Aufgabenstellung = Wandle die Zeilen zwischen der Zeile mit "the butterfly antenna." und der Zeile mit "[84,25,91,33]", beide eingeschlossen, in eine Markdown-Tabelle mit den Spalten „Nr“ und „Zeile“ um. Leerzeilen bleiben dabei unberücksichtigt.

Auszüge aus Begrenzungsrahmendaten =
§
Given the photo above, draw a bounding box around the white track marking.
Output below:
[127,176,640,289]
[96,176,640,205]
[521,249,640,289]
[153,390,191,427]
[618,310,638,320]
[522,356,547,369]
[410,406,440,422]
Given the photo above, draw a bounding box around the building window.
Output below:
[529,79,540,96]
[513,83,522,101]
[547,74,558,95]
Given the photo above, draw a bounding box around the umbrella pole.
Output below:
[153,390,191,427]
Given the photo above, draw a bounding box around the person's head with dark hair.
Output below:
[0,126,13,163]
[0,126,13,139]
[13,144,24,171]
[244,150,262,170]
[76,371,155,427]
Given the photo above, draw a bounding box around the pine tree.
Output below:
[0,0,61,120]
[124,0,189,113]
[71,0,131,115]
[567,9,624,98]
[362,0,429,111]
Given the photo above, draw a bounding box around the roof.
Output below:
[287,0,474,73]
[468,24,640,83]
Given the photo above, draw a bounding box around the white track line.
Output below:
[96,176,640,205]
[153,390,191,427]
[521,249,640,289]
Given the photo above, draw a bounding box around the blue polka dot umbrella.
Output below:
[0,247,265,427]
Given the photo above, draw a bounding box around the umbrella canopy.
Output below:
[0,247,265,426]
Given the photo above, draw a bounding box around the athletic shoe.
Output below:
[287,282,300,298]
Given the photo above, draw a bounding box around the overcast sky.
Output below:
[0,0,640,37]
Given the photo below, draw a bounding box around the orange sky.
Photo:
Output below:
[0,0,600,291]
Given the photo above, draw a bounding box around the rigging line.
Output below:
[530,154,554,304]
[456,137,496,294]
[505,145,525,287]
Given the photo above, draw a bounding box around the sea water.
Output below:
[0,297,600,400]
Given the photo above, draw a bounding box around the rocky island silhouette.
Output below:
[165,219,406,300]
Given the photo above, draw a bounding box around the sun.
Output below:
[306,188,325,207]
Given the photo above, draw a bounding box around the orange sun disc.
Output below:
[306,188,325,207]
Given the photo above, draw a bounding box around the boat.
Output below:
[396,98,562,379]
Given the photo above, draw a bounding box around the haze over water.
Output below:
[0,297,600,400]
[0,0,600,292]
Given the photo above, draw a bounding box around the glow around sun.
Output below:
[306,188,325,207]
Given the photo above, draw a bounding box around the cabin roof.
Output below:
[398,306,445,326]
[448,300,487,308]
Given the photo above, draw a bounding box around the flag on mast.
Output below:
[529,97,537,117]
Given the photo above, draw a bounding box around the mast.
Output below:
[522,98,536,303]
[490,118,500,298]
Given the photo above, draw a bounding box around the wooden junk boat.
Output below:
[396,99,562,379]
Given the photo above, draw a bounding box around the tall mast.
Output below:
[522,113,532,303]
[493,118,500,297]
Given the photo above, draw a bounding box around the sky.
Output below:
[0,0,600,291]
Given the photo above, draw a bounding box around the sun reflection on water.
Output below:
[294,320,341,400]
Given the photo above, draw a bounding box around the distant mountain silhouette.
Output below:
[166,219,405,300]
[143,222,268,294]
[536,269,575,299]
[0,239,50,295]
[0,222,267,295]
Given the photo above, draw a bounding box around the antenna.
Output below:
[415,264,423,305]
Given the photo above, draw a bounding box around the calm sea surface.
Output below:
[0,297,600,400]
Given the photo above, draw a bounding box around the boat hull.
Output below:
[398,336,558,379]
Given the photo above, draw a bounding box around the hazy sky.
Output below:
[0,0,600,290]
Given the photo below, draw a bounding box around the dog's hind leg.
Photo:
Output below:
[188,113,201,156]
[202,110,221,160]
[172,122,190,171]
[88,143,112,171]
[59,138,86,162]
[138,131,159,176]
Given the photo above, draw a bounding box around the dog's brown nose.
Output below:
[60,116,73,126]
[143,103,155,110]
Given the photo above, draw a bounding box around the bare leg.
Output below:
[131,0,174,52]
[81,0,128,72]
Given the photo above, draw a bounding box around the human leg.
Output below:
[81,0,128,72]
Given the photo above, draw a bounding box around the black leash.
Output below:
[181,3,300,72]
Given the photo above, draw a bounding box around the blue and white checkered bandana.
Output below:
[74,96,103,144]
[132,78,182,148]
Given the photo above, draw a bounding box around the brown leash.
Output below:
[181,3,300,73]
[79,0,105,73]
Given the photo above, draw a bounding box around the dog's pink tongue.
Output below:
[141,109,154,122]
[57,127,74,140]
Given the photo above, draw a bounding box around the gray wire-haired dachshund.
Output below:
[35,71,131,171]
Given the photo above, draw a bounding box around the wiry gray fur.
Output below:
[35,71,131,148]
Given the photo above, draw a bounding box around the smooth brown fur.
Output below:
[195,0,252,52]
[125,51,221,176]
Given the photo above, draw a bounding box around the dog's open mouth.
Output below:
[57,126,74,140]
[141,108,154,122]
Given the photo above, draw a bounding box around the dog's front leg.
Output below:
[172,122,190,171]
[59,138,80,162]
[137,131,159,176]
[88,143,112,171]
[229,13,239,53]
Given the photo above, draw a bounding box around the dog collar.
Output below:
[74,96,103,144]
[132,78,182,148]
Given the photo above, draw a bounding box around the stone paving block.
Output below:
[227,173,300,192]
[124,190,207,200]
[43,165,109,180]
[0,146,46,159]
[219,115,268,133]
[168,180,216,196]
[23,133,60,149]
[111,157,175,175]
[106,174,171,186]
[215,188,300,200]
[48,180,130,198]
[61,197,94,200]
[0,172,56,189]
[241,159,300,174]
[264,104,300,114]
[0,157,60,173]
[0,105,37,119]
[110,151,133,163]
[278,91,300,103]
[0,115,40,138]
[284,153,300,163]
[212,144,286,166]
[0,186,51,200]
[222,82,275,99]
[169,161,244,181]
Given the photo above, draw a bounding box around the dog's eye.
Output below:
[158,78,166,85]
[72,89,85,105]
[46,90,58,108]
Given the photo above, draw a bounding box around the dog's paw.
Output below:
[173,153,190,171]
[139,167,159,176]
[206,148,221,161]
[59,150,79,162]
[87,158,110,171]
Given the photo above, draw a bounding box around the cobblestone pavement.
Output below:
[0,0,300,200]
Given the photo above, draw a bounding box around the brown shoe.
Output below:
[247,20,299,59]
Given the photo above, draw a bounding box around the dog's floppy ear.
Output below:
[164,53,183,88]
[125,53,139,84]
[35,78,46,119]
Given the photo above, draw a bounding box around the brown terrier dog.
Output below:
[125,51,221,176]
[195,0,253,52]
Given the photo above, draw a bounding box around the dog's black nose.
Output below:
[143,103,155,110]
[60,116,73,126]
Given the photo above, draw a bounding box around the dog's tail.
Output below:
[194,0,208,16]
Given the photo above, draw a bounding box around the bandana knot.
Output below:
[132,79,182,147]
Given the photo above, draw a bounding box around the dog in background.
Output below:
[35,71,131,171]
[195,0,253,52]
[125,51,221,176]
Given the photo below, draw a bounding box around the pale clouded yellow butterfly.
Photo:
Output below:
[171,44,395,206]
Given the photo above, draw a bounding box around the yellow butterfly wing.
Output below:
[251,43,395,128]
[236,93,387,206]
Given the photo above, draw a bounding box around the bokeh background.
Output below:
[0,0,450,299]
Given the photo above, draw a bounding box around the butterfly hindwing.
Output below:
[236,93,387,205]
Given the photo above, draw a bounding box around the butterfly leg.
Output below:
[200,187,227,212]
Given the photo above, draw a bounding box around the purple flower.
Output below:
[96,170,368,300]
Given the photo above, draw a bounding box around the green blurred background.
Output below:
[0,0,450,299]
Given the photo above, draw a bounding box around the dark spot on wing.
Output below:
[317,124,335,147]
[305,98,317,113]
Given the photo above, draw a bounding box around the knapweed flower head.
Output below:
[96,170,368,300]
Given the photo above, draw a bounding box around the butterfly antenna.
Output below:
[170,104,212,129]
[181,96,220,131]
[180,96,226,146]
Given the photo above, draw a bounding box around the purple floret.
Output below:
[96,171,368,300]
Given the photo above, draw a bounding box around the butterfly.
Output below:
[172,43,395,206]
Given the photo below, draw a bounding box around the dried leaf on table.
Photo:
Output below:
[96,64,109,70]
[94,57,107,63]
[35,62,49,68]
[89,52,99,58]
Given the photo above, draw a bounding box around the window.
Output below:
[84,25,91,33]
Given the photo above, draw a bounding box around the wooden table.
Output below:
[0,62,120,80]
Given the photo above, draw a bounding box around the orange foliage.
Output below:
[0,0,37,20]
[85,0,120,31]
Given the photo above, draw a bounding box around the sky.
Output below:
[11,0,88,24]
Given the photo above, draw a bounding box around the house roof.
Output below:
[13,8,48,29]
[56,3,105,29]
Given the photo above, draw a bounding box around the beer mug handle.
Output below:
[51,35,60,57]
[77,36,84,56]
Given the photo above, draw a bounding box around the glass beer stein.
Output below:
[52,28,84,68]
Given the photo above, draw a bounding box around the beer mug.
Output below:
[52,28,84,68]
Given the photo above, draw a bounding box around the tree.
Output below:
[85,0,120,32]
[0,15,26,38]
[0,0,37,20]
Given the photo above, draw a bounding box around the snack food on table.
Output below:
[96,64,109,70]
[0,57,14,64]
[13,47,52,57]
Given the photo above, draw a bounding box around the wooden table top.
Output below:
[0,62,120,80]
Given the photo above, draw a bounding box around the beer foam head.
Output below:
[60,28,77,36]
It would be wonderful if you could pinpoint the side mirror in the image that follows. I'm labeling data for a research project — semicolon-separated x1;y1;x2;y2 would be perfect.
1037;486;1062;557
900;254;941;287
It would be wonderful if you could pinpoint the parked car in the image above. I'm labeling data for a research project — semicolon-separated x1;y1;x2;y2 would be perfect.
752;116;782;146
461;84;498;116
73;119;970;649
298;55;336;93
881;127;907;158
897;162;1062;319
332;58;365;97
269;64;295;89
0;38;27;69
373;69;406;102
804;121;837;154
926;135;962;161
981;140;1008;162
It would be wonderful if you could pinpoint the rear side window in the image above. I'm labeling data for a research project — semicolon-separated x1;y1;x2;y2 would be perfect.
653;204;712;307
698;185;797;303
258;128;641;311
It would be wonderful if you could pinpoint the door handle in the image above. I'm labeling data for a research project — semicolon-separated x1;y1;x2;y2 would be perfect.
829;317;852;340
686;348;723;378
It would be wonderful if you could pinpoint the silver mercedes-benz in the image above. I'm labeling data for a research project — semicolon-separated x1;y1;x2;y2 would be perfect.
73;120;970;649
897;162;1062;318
§
Ergebnis der Aufgabe =
| Nr | Zeile |
|---|---|
| 1 | Given the photo above, draw a bounding box around the butterfly antenna. |
| 2 | Output below: |
| 3 | [170,104,212,129] |
| 4 | [181,96,220,131] |
| 5 | [180,96,226,146] |
| 6 | Given the photo above, draw a bounding box around the purple floret. |
| 7 | Output below: |
| 8 | [96,171,368,300] |
| 9 | Given the photo above, draw a bounding box around the butterfly. |
| 10 | Output below: |
| 11 | [172,43,395,206] |
| 12 | Given the photo below, draw a bounding box around the dried leaf on table. |
| 13 | Photo: |
| 14 | Output below: |
| 15 | [96,64,109,70] |
| 16 | [94,57,107,63] |
| 17 | [35,62,49,68] |
| 18 | [89,52,99,58] |
| 19 | Given the photo above, draw a bounding box around the window. |
| 20 | Output below: |
| 21 | [84,25,91,33] |